SerentityData: Variable-byte, Statistically-based Entity Serialization & Field Encoding

The SerentityData Entity Serialization and Field Encoding library fulfills Blockchain Requirement 1 for the Universal UBL (UUBL) extensions to the UBL 2.2 business document schema specification:

Requirement 1. Compact and Efficient Binary Serialization

The requirement for extremely compact and efficient binary serialization of each entity (and subentity) can be fulfilled by various software serialization solutions including SerentityData Variable-byte, Statistically-based Entity Serialization. The SerentityData project can be found on Github. SerentityData is the author’s preferred solution.

Design and Implementation Strategy

Design Principles

  1. Statistically-based Encodings (STE): For a particular datatype (e.g. Signed Int 16 or Unsigned Int 64), some data values representable by this datatype will be used more frequently than others (e.g. 0 (zero), 1, small integer values, etc.) and there should be a way to encode these statistically more frequent values using as few bytes as possible (compared to larger data values).
  2. Variable-byte Encodings (VBE): Over the lifespan of a persisted field (e.g. an Unsigned Int 64 blockchain block or transaction serial number), the initial values of the field will have small values (0, 1, 2, 3, …) and over the course of a long time (years or decades) grow to have very large values. As few bytes as possible should be used to represent small values and this should be less than the number of bytes required to represent very large values.

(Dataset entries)
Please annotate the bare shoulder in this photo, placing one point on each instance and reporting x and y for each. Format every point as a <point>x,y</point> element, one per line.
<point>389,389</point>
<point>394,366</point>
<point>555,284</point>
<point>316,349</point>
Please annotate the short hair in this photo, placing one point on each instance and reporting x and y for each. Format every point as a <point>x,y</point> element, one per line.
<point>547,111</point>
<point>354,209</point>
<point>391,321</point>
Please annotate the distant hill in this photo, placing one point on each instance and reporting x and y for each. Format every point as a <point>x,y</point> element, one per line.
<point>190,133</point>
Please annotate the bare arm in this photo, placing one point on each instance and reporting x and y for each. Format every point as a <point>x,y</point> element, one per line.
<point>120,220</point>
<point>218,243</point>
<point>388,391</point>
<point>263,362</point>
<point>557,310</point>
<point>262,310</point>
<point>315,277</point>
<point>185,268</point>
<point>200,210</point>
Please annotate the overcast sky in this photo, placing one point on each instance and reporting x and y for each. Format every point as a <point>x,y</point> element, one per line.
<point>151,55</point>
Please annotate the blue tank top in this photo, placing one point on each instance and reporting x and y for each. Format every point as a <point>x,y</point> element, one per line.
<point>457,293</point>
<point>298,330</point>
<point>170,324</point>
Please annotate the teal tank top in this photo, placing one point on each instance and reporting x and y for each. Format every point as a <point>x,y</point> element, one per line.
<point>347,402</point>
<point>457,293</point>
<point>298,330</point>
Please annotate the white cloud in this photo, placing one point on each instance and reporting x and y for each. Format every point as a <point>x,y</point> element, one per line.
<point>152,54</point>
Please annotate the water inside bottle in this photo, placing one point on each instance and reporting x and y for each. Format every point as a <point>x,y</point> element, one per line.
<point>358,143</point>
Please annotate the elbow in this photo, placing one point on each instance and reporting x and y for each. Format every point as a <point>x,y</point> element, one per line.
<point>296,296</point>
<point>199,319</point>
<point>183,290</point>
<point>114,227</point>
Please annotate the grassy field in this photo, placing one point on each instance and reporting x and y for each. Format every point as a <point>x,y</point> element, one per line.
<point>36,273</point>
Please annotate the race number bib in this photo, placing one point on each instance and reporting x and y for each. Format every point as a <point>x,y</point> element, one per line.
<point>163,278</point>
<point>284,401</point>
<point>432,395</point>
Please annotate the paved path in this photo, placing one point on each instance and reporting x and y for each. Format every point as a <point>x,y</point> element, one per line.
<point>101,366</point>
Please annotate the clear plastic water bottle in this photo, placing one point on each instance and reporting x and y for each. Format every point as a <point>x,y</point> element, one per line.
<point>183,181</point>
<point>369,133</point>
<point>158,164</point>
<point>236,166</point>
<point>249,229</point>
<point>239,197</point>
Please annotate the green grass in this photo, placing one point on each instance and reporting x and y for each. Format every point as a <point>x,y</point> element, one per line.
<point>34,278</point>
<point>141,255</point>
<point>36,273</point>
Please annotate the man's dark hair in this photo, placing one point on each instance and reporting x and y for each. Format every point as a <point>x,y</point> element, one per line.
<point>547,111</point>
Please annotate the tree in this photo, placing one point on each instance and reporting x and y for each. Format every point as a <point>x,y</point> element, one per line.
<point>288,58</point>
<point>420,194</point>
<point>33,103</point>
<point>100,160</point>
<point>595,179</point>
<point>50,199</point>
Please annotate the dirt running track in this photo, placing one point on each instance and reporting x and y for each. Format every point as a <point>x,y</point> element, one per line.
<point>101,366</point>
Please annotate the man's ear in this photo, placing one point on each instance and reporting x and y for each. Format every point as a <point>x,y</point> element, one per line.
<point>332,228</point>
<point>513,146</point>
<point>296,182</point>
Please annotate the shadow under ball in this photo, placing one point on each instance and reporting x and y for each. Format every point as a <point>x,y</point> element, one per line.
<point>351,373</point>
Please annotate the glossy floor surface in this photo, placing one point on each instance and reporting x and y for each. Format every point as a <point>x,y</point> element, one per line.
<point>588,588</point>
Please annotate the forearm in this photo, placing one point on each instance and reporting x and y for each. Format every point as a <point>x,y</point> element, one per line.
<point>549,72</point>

→ **WHAT THIS EXERCISE ASKS**:
a - Extract from the records, word for word, the stretch from the line containing "Please annotate the man's ear" through the line containing "<point>296,182</point>", including both of those lines.
b - Continue the text on SerentityData serialization from the point at which it ends.
The text and the records come from separate, unrelated sources.

→ **RESPONSES TO THE EXERCISE**:
a -
Please annotate the man's ear in this photo, placing one point on each instance and reporting x and y for each. Format every point as a <point>x,y</point> element, one per line.
<point>332,228</point>
<point>513,146</point>
<point>296,182</point>

b -
  3. Application-adaptive Encodings (AAE): Every application or application data domain will require:
    1. A different subset of the available datatypes, and
    2. Each data type will have a different statistical distribution of application-dependent data values.
  4. Single-byte Encodings (SBE): Very common (application-dependent) data values, on a datatype-by-datatype basis, should only require 1 (one) byte of storage. For example, for specific applications, the following values would be candidates for single-byte encodings:
    1. Data value TRUE of datatype Boolean and data value False of datatype Boolean
    2. Specific data values of small whole numbers (e.g. 0, 1, 2, 3, 4, 5, … n) where, depending on the application and datatype, n might be 10, 32 (days of the month), 60 (seconds in a minute), etc. The values do not have to be contiguous.
    3. Specific data values of negative numbers (e.g. -1, -2, -3, -4, -5, … m) where, depending on the application and datatype, m might be -10, -20, etc. The values do not have to be contiguous.
    4. Specific data values of Enum datatypes. The values are usually contiguous but there is no requirement for them to be contiguous.
  5. Support All Datatypes (SAD): It should be possible to encode all possible datatypes and all possible data values for the selected data types.  The current list of supported data types includes:
    1. Signed Integer 16
    2. Signed Integer 32
    3. Signed Integer 64
    4. Unsigned Integer 16
    5. Unsigned Integer 32
    6. Unsigned Integer 64
    7. Byte
    8. Signed Byte
    9. Enum
    10. Byte Array
    11. Boolean
    12. Boolean
    13. Char
    14. String
    15. ASCIIString
    16. Address
    17. Guid
  6. Standalone, Compact, and Efficient (SCE) Implementation
    1. Standalone: The entity serialization and field encoding libraries will not rely on any external source code or callable binary libraries.
    2. Compact: The entity serialization and field encoding libraries will be compact enough to be useful and desirable to execute:
      1. Off-chain in a traditional computing environment including server, PC, tablet, and mobile device, as well as
      2. On-chain in a smart contract (virtual machine) execution environment
    3. Efficient: Highly efficient code execution to be useful and desirable to use in a fee-based, smart contract (virtual machine) execution environment
  7. Storage Compatibility (SC): Compatible with any data storage technology capable of storing variable-length arrays of bytes representing the field encoded and entity serialized data.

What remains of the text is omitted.